-- Exercise directions --
Give the records below again, exactly as they appear.
-- Raw data follows --
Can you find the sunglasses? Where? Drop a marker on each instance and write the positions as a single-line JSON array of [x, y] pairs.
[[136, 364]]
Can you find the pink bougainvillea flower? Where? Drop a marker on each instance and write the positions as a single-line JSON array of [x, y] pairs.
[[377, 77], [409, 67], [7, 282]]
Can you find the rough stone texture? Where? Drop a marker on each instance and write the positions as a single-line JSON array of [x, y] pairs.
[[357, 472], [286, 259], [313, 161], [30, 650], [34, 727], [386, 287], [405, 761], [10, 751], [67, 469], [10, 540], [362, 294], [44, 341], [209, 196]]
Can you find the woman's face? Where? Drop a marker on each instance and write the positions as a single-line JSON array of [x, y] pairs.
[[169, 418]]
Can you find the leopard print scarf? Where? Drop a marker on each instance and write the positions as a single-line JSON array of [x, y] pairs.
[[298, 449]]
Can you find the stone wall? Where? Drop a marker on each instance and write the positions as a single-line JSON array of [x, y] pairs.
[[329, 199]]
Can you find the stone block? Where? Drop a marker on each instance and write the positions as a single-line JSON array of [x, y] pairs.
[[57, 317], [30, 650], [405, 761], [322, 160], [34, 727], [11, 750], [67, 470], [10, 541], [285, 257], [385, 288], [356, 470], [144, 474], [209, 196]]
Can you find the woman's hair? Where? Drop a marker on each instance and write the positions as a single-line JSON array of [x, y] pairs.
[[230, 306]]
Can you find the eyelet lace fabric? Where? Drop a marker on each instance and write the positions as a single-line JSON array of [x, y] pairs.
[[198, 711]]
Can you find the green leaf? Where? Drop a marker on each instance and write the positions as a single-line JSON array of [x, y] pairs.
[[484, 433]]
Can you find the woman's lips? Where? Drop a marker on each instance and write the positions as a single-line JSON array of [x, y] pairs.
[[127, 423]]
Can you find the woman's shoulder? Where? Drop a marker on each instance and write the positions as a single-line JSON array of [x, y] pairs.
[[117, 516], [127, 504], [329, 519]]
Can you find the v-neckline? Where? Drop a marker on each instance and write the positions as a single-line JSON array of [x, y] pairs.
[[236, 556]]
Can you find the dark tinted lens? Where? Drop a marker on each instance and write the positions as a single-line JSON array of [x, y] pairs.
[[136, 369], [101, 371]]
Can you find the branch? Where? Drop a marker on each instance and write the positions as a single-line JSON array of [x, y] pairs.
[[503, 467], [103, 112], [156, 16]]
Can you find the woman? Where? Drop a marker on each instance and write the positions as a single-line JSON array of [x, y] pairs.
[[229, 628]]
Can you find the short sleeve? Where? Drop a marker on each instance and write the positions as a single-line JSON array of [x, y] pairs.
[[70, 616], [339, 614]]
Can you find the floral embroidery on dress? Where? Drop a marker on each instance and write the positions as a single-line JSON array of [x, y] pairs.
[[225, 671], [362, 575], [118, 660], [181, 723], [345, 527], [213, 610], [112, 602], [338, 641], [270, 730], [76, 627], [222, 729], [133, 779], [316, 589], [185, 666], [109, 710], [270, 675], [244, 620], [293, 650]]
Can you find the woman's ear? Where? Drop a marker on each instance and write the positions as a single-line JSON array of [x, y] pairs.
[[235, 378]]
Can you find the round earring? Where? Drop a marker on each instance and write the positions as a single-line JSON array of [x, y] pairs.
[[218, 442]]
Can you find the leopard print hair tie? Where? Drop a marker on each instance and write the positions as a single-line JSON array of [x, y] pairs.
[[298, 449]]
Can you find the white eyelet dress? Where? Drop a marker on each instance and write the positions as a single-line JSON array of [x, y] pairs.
-- Raw data concluded --
-- Response for this exercise --
Can you find the sunglasses? Where? Drop a marker on each instance and write the positions as a single-line JSON array of [x, y] pairs.
[[136, 364]]
Can you find the pink bougainvillea flower? Where? Drop a marker on each instance and write the positions as a single-line JSON array of [x, y] pairs.
[[377, 77], [409, 67], [7, 282]]
Can you find the rough stone texture? Where? Drop a marker on each instance and write the positions as a single-line JSON array of [x, y] pairs.
[[357, 472], [286, 259], [313, 161], [30, 650], [34, 727], [386, 287], [405, 761], [10, 751], [67, 469], [10, 540], [362, 294], [44, 341], [209, 196]]
Can you find the woman's face? Where? Drop a marker on each instance and write the positions as a single-line JSON array of [x, y] pairs.
[[169, 418]]
Can you find the leopard print scarf? Where? Drop a marker on each instance and write the positions as a single-line JSON array of [x, y] pairs.
[[298, 449]]
Can you find the stone wall? Where? Drop a marker on each instance and write the positions as a single-line JSON array of [x, y] pairs.
[[329, 199]]
Can you find the stone block? Where? Drop a marker on each instance and write the positions as a single-line JSON array of [x, y] pairs.
[[57, 317], [30, 650], [405, 761], [322, 160], [34, 727], [11, 750], [67, 470], [10, 541], [285, 257], [385, 288], [356, 470], [144, 474], [209, 196]]
Can you find the woman's hair? Where? Drop a marker on each instance and write the positions as a single-line JSON array of [x, y] pairs.
[[230, 306]]
Can you find the eyelet lace fabric? Where? Drop a marker on each instance and write the positions as a single-line JSON array of [x, y] pairs.
[[198, 711]]
Can you find the green leaf? Where? Drop a marker on each instance and write the positions as a single-line JSON array of [x, y] pairs.
[[484, 433]]
Can you find the woman's lips? Where? Drop a marker on each instance and write the positions as a single-line JSON array of [x, y] pairs.
[[127, 423]]
Can you find the woman's shoulder? Where? Drop a marker on each instance and write the positions as a single-line JSON array of [x, y] pairs.
[[117, 516], [127, 504], [329, 519]]
Can you find the v-neckline? Where? Drop a marker on each instance and write the positions as a single-line JSON array of [x, y] pairs.
[[236, 556]]
Can you find the dark tinted lens? Where? Drop a marker on each instance and write the positions as a single-line JSON array of [x, y] pairs.
[[136, 369], [101, 371]]
Can you find the branch? Where? Drop a marker on each instance and write the positions as a single-line JSON array of [x, y] pairs.
[[503, 467], [103, 112], [156, 16]]
Can you find the woman? Where? Drop a marker on each instance and write the positions as a single-line JSON array of [x, y] pairs.
[[229, 628]]
Can you find the short sleeve? Where? Drop a marker on each instance and write the positions as a single-line JSON array of [x, y] pairs.
[[70, 616], [339, 614]]
Can you find the floral embroidery on dress? Where? Drop a marker on each instance and write the positions as a single-line JSON array of [x, y] pairs.
[[225, 671], [362, 575], [118, 660], [181, 723], [345, 527], [213, 610], [112, 602], [338, 641], [270, 730], [76, 627], [222, 729], [133, 779], [316, 589], [185, 666], [109, 710], [270, 675], [244, 620], [293, 650]]
Can you find the woman's ear? Where? Drop a marker on each instance and write the positions as a single-line JSON array of [x, y] pairs.
[[235, 378]]
Can you find the round earring? Where? Drop a marker on each instance and write the positions as a single-line JSON array of [x, y] pairs.
[[218, 442]]
Can you find the leopard print hair tie? Where? Drop a marker on each instance and write the positions as a single-line JSON array of [x, y] pairs.
[[298, 449]]
Can you find the white eyelet dress? Where? Drop a marker on each instance and write the positions as a single-line JSON array of [x, y] pairs.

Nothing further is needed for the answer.